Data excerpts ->
● ● ●

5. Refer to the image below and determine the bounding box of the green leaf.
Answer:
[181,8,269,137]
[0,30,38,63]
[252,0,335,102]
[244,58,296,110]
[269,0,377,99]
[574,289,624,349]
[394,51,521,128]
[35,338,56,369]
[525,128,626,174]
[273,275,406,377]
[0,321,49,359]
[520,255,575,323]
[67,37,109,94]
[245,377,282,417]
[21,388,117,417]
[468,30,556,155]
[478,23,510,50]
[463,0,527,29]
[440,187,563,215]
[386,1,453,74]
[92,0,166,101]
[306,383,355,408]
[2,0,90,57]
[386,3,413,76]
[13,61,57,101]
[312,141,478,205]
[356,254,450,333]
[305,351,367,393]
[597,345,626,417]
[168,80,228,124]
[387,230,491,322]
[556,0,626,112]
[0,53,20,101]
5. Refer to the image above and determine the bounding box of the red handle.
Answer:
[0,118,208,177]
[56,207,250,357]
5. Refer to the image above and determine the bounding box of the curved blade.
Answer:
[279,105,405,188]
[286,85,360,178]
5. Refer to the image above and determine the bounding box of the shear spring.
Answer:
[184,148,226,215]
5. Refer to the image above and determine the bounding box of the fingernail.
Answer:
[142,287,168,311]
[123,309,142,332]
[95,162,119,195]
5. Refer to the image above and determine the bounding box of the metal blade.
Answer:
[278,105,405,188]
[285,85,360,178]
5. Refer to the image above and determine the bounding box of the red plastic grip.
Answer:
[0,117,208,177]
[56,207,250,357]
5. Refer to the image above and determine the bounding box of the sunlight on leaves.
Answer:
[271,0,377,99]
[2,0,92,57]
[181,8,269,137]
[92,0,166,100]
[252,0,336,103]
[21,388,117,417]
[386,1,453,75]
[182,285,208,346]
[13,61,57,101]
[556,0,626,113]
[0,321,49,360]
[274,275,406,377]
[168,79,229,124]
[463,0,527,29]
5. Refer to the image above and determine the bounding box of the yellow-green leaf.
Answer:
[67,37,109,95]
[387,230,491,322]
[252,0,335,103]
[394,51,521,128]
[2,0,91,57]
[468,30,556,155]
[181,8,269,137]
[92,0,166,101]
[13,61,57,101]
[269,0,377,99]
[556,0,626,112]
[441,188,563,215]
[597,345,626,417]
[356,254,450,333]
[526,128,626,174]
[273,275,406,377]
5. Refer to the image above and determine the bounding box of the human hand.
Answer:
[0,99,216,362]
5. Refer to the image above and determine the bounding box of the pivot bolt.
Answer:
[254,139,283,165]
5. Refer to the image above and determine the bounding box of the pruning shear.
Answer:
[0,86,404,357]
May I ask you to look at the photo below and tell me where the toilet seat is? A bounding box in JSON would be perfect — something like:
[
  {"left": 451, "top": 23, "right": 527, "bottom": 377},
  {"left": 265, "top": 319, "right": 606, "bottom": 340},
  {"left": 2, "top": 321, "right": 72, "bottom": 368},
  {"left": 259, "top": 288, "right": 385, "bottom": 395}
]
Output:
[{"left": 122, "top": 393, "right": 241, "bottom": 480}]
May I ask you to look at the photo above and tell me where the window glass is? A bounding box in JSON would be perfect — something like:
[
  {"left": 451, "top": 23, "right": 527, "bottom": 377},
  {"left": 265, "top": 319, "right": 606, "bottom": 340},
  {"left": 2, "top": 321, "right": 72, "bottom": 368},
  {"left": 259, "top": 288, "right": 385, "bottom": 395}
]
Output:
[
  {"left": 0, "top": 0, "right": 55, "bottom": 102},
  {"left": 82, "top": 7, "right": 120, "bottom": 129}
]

● ● ●

Extract the data exactly as given.

5. Refer to the image below and determine the bounding box of the green leaf.
Answer:
[181,8,269,137]
[0,30,38,63]
[252,0,335,102]
[244,58,296,110]
[269,0,377,99]
[574,289,624,349]
[394,51,521,128]
[35,338,56,369]
[525,128,626,174]
[273,275,406,377]
[0,321,49,359]
[520,255,575,323]
[67,37,109,94]
[245,377,282,417]
[21,388,117,417]
[468,30,556,155]
[478,23,510,50]
[463,0,527,29]
[440,187,563,215]
[386,1,453,74]
[92,0,166,101]
[306,383,355,408]
[2,0,90,57]
[386,3,413,76]
[13,61,57,101]
[312,141,478,205]
[356,254,450,333]
[305,351,367,393]
[597,345,626,417]
[168,80,228,124]
[387,230,491,322]
[556,0,626,112]
[0,53,20,101]
5. Refer to the image above and determine the bounding box of the red handle.
Answer:
[0,118,208,177]
[56,207,250,357]
5. Refer to the image above and determine the bounding box of the curved blade.
Answer:
[279,105,405,188]
[286,85,360,178]
5. Refer to the image above and determine the bounding box of the shear spring.
Answer:
[184,148,226,215]
5. Refer to the image above and determine the bounding box of the fingernail.
Answer:
[142,287,168,311]
[123,309,142,332]
[95,162,119,195]
5. Refer to the image above and determine the bounding box of the metal blade.
Answer:
[278,105,405,188]
[285,85,360,178]
5. Refer to the image above and determine the bounding box of the red plastic grip.
Answer:
[0,117,208,177]
[56,207,250,357]
5. Refer to the image above and determine the bounding box of the sunlight on leaves.
Answer:
[271,0,377,99]
[2,0,92,57]
[181,8,269,137]
[92,0,166,100]
[252,0,336,103]
[21,388,117,417]
[386,1,453,75]
[182,285,208,346]
[13,61,57,101]
[556,0,626,113]
[0,321,49,360]
[274,275,406,377]
[168,79,229,124]
[463,0,527,29]
5. Refer to the image above and determine the bounding box of the yellow-green leaf.
Answer:
[67,37,109,95]
[387,230,491,322]
[252,0,335,103]
[394,51,521,128]
[2,0,91,57]
[468,30,556,155]
[181,8,269,137]
[92,0,166,101]
[13,61,57,101]
[269,0,377,99]
[556,0,626,112]
[441,188,563,215]
[597,345,626,417]
[356,254,450,333]
[526,128,626,174]
[273,275,406,377]
5. Refer to the image above and determine the bounding box of the human hand.
Answer:
[0,99,216,362]
5. Refer to the image above and determine the bounding box of the pivot bolt.
Answer:
[254,139,283,165]
5. Refer to the image above and determine the bounding box of the pruning shear.
Answer:
[0,86,404,357]
May I ask you to look at the photo below and tell me where the toilet seat is? A bounding box in JSON would be perfect — something like:
[
  {"left": 451, "top": 23, "right": 527, "bottom": 377},
  {"left": 265, "top": 319, "right": 606, "bottom": 340},
  {"left": 2, "top": 321, "right": 72, "bottom": 368},
  {"left": 259, "top": 288, "right": 385, "bottom": 395}
]
Output:
[{"left": 122, "top": 393, "right": 241, "bottom": 480}]
May I ask you to look at the photo above and tell me where the window glass is? A bounding box in JSON would be perfect — something like:
[
  {"left": 451, "top": 23, "right": 527, "bottom": 377},
  {"left": 265, "top": 319, "right": 606, "bottom": 340},
  {"left": 2, "top": 321, "right": 72, "bottom": 368},
  {"left": 259, "top": 288, "right": 385, "bottom": 395}
]
Output:
[
  {"left": 0, "top": 0, "right": 55, "bottom": 102},
  {"left": 82, "top": 7, "right": 120, "bottom": 129}
]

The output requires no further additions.